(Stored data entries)
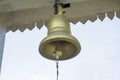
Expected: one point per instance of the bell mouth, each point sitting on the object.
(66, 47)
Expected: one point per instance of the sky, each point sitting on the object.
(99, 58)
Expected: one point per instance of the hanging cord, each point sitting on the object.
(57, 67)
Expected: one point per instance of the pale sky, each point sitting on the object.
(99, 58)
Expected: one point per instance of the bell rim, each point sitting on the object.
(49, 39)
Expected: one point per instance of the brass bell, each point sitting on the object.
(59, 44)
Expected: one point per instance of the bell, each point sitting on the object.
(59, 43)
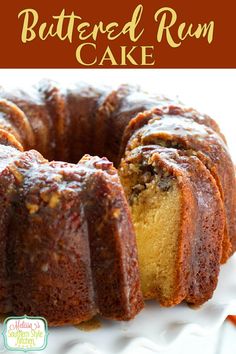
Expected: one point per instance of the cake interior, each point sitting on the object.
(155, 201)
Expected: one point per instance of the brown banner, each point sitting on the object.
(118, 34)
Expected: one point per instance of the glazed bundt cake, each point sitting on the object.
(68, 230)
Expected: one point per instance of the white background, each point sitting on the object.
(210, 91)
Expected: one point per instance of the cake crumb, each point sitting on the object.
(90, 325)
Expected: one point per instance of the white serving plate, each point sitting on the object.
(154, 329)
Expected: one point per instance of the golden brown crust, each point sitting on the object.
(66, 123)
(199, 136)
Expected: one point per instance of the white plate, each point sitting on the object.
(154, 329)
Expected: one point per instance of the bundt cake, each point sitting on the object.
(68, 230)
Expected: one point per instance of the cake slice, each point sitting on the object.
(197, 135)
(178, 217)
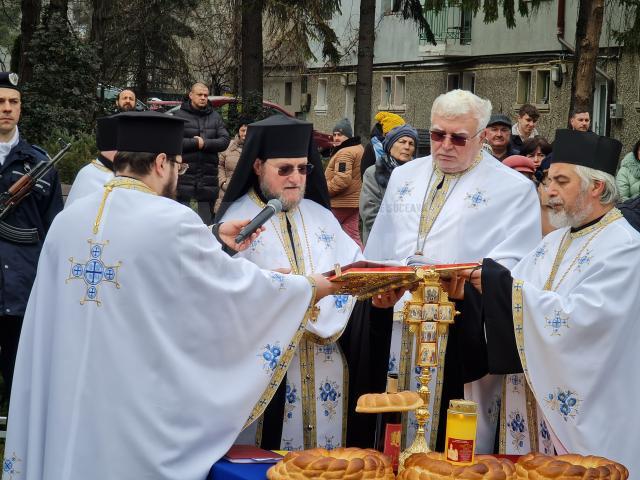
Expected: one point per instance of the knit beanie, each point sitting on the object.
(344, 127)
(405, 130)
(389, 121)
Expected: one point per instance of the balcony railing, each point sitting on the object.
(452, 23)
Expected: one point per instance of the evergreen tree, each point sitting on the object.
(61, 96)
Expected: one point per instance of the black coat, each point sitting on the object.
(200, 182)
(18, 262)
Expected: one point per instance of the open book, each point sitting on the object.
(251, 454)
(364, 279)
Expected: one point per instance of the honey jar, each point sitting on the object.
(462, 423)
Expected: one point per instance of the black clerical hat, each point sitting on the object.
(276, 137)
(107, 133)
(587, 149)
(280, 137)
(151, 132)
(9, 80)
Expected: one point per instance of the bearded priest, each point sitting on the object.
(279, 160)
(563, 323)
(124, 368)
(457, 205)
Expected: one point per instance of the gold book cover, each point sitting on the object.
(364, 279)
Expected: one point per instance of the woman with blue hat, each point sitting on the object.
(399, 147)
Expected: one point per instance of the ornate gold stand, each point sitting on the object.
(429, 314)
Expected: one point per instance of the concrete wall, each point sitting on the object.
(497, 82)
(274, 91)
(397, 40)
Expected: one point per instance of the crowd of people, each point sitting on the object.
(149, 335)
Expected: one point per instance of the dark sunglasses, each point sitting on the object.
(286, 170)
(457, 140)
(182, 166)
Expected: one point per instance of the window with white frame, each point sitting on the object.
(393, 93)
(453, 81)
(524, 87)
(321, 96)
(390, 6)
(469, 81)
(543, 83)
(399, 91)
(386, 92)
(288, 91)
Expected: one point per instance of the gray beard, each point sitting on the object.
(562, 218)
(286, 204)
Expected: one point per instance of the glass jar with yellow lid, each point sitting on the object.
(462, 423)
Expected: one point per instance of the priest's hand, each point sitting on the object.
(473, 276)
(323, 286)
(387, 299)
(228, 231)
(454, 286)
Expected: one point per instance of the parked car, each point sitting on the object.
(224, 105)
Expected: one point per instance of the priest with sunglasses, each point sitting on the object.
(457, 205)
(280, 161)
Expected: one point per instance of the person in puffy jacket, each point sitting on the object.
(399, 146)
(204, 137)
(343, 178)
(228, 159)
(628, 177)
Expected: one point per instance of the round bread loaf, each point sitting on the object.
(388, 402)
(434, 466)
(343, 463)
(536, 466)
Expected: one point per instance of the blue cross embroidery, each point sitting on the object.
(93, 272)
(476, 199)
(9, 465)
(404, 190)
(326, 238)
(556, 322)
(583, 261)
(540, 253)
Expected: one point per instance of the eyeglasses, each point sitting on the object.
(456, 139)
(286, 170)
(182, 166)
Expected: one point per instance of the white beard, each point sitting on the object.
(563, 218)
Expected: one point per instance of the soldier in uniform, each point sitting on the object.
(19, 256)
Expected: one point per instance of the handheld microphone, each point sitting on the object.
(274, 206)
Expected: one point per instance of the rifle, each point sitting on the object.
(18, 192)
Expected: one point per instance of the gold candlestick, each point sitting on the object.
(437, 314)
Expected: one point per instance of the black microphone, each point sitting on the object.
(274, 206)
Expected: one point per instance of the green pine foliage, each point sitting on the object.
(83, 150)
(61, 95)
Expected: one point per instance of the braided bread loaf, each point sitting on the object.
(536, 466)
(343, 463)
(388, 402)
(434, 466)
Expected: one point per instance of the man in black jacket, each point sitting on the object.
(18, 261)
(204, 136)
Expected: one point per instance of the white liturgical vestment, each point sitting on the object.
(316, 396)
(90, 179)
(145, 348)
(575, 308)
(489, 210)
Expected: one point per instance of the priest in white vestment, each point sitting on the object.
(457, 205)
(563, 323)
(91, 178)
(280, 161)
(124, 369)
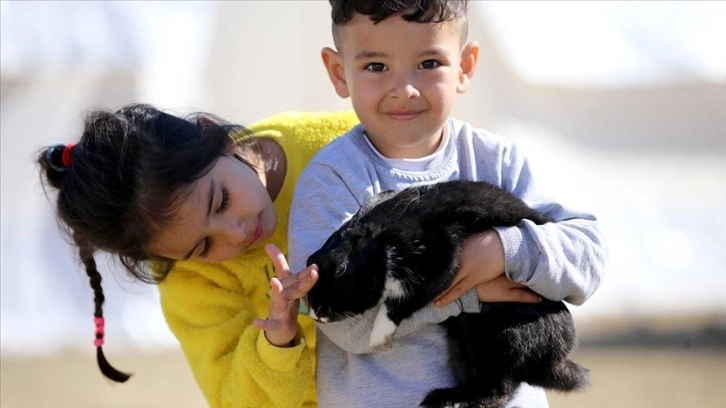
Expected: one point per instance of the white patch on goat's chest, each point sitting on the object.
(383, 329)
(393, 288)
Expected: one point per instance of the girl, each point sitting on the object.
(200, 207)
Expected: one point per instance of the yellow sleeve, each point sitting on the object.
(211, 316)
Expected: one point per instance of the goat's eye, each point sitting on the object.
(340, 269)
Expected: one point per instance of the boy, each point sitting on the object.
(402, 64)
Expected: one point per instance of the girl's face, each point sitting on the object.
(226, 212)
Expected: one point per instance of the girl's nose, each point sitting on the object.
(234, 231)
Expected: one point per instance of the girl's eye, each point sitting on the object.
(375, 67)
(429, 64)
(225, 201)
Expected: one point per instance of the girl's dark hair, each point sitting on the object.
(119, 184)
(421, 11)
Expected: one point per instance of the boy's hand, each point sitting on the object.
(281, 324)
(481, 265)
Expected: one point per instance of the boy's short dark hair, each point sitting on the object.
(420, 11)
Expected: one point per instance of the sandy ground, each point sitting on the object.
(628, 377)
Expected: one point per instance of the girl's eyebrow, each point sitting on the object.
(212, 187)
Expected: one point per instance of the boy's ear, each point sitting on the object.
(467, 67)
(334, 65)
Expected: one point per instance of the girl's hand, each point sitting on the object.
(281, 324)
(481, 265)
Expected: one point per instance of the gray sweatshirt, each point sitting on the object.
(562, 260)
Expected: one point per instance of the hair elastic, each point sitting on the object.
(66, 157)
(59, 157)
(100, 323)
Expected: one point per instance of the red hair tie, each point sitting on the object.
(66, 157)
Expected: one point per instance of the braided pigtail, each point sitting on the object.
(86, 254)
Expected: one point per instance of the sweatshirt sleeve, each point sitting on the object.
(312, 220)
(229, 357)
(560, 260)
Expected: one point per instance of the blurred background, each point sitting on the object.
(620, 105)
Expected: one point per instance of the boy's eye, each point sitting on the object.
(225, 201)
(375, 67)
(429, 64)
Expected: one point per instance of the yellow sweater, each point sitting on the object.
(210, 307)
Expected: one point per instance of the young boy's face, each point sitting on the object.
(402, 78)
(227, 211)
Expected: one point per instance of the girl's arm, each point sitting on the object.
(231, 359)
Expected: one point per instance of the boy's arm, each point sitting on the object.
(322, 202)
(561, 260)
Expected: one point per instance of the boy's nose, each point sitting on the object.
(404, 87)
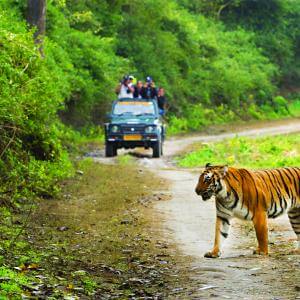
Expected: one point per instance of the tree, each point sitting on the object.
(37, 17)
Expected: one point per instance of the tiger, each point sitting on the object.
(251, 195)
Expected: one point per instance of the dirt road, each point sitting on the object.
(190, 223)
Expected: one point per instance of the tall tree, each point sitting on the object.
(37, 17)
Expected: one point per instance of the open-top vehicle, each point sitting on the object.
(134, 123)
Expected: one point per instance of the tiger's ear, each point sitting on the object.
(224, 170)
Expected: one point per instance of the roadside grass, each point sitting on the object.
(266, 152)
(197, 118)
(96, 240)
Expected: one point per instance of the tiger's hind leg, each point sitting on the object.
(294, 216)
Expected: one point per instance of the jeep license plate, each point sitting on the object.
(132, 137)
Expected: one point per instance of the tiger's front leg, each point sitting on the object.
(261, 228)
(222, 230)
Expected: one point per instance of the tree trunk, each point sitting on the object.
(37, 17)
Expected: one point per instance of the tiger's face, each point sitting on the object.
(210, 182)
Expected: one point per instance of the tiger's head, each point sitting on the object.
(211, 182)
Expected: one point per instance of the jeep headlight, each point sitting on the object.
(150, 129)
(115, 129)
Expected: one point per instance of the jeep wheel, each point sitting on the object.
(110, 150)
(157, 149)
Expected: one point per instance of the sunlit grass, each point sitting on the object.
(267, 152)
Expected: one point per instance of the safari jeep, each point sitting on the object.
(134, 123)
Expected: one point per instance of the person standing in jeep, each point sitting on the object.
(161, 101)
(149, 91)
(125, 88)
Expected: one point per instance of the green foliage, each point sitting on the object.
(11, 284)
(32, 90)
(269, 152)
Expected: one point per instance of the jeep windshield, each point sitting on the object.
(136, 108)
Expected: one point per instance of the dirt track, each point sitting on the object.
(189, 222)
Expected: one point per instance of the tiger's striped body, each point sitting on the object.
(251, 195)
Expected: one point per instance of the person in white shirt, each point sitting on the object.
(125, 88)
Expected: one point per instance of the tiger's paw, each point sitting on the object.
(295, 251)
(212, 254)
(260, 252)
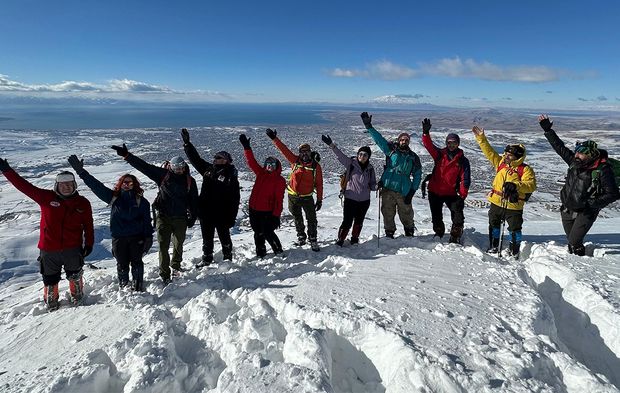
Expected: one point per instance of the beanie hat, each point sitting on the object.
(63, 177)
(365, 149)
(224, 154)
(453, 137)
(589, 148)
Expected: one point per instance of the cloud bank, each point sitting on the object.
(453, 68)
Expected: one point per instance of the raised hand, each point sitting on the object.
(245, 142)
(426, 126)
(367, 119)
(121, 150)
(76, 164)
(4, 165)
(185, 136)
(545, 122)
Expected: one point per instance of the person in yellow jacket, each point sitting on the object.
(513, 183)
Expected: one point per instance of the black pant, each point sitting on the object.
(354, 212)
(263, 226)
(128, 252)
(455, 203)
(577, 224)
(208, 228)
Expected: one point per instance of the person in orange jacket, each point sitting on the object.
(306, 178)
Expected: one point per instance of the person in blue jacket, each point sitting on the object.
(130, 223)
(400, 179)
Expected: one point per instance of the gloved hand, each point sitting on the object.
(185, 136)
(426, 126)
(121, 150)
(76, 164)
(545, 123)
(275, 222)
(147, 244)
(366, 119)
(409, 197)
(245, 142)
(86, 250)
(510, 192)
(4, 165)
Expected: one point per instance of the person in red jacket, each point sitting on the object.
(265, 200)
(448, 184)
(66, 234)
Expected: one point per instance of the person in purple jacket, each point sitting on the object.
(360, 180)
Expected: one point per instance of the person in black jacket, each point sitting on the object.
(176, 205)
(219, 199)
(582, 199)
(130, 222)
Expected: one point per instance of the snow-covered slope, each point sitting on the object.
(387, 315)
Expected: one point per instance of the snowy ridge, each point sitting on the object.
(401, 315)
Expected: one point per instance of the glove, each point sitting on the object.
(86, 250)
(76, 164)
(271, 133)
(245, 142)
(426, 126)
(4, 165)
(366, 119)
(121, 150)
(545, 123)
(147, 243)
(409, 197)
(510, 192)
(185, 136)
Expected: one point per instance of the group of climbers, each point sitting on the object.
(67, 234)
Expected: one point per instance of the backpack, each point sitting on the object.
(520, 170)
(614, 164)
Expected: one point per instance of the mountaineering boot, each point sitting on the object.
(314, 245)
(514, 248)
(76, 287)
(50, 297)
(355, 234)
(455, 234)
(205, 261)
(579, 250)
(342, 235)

THE REQUEST
Recast the material from the line containing "Expected: one point per instance of the gloved" through the final line of the material, both included, as a JSON list of strings with one string per line. Omit blank lines.

ANSWER TO THE TASK
[
  "Expected: one point per instance of the gloved hand, each point sitting on the object.",
  "(185, 136)",
  "(426, 126)",
  "(121, 150)",
  "(76, 164)",
  "(545, 123)",
  "(275, 222)",
  "(147, 244)",
  "(366, 119)",
  "(409, 197)",
  "(245, 142)",
  "(86, 250)",
  "(510, 192)",
  "(4, 165)",
  "Expected: one point per instance of the person in red jacket, each point sitting on the object.",
  "(265, 200)",
  "(448, 184)",
  "(66, 234)",
  "Expected: one point per instance of the person in purple jacket, each point sitting on the object.",
  "(360, 180)",
  "Expected: one point per instance of the person in black jacket, each point sitting on the object.",
  "(176, 205)",
  "(219, 199)",
  "(582, 199)",
  "(130, 222)",
  "Expected: one point per instance of the snow-covered slope, each point sitting on the object.",
  "(387, 315)",
  "Expected: one point per instance of the snowy ridge, each point sitting on the object.",
  "(401, 315)",
  "Expected: one point per instance of the glove, each point sitting on the object.",
  "(86, 250)",
  "(76, 164)",
  "(271, 133)",
  "(245, 142)",
  "(426, 126)",
  "(4, 165)",
  "(366, 119)",
  "(121, 150)",
  "(545, 123)",
  "(147, 243)",
  "(409, 197)",
  "(510, 192)",
  "(185, 136)",
  "Expected: one point per instance of the group of climbers, each point sitting on the object.",
  "(67, 234)",
  "Expected: one point per instance of the backpack, each point sitting on the object.",
  "(520, 170)",
  "(614, 164)",
  "Expected: one point per instance of the mountaineering boot, each point sitting on the object.",
  "(314, 245)",
  "(514, 248)",
  "(76, 287)",
  "(50, 297)",
  "(355, 234)",
  "(455, 234)",
  "(205, 261)",
  "(579, 250)",
  "(342, 235)"
]